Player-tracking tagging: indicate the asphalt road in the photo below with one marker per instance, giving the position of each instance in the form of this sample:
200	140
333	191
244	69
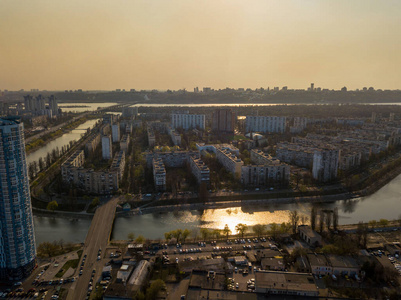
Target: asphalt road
97	238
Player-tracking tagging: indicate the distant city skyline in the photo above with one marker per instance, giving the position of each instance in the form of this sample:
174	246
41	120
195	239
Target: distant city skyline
177	44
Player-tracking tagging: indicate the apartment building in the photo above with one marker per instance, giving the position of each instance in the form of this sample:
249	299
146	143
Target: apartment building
17	235
172	159
200	170
325	164
92	143
223	121
151	137
267	124
118	164
96	182
159	174
107	150
115	132
124	142
175	137
188	121
230	161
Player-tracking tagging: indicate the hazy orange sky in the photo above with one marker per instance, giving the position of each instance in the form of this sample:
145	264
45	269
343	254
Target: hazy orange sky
173	44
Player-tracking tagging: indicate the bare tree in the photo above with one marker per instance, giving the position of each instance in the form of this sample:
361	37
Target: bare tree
321	221
294	219
313	215
335	219
328	219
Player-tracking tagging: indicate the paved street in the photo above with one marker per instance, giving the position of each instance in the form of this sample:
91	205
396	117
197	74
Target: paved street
97	238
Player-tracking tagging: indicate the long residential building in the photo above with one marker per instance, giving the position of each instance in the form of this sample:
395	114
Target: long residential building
92	143
265	171
230	161
159	174
187	121
323	161
200	170
175	136
223	121
96	182
151	137
124	142
107	149
17	236
265	124
118	164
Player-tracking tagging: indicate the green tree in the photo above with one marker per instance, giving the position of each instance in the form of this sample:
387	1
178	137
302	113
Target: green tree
226	231
373	223
52	206
205	233
95	202
140	239
259	229
185	234
274	229
177	234
168	236
241	228
154	289
294	219
383	222
216	233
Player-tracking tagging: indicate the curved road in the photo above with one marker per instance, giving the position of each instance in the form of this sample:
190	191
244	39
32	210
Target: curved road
97	238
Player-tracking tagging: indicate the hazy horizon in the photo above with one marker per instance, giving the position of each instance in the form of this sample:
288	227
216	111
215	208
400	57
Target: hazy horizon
108	45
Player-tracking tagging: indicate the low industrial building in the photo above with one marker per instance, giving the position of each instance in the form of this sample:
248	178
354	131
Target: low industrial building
285	283
310	236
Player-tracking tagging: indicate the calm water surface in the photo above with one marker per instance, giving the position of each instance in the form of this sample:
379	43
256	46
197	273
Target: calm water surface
385	203
61	141
85	106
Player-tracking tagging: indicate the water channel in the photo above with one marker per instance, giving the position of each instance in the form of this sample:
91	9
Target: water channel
385	203
61	141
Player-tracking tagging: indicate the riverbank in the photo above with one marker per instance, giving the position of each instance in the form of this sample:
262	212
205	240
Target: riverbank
47	138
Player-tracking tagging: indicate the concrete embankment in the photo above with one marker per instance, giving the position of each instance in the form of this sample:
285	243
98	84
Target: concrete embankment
237	203
60	214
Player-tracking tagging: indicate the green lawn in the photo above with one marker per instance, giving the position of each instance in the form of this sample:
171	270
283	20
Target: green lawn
73	263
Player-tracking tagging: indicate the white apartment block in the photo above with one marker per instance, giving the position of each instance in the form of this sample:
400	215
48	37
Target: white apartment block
230	161
175	137
159	174
325	164
124	142
97	182
115	132
107	151
265	124
118	164
265	171
200	170
214	147
322	161
151	137
187	121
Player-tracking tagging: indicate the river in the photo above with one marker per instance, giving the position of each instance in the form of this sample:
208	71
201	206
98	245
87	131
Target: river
61	141
385	203
83	106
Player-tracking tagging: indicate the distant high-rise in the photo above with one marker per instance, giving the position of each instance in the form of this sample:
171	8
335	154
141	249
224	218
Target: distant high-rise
223	121
17	239
53	105
106	147
115	132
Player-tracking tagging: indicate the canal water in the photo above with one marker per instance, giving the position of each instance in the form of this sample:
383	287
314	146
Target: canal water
83	106
385	203
61	141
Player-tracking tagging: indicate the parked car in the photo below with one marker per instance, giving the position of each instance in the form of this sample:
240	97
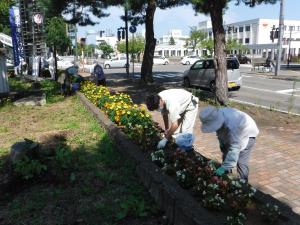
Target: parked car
244	59
187	60
202	74
64	64
160	60
115	62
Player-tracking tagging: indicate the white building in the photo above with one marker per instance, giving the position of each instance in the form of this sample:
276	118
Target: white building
164	48
255	35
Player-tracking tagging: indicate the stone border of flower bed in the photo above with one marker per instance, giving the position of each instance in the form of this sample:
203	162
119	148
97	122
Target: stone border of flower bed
179	206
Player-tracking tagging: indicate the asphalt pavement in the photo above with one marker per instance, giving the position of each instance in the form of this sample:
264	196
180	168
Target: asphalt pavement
280	92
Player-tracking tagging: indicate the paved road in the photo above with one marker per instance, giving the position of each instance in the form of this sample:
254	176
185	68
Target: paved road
271	93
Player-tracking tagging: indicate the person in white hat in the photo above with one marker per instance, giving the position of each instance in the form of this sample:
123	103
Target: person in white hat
236	132
177	106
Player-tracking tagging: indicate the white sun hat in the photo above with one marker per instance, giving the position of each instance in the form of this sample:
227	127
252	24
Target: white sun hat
212	119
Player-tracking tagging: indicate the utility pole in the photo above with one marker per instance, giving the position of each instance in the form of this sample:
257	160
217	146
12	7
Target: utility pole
280	36
290	40
126	35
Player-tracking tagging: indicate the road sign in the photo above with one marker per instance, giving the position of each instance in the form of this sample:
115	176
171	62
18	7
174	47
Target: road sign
132	29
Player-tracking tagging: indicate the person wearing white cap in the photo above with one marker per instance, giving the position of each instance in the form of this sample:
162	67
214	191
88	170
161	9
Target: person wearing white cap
236	132
177	106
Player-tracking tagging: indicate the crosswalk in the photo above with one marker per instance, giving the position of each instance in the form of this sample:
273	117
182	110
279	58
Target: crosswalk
164	75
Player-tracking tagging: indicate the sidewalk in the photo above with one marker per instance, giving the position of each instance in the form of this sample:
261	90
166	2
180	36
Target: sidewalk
275	161
292	73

WHAT NEEDS TO BE DONE:
Reproduce precisely the span of lines that begins at the line containing "Player-tracking tagging: indicate the road" and ends with the last line of the listing.

TASK ANSWER:
Player-tracking tagging: indicate the road sign in the photo above with one marker per instance, giving the position of each instance in the form of this sample:
115	176
171	62
18	7
174	47
Target: road sign
132	29
Player-tracking tagging: indicate the person wearing white cap in the photo above with one marker per instance, giving the position of each instance in the form of this sample:
162	67
214	191
88	170
161	9
Target: person wearing white cap
236	132
177	106
Player-tracking tagging: indicate the crosswalk in the photo above with one marker per instance, giving the position of each instance in the form of this sample:
273	117
182	110
279	58
Target: crosswalk
164	75
Player-tracking tagging: indicate the sidewalk in the photo above with one marker per instance, giving the position of each instance in the form of this sample:
261	90
166	2
180	36
Target: sidewalk
275	161
292	73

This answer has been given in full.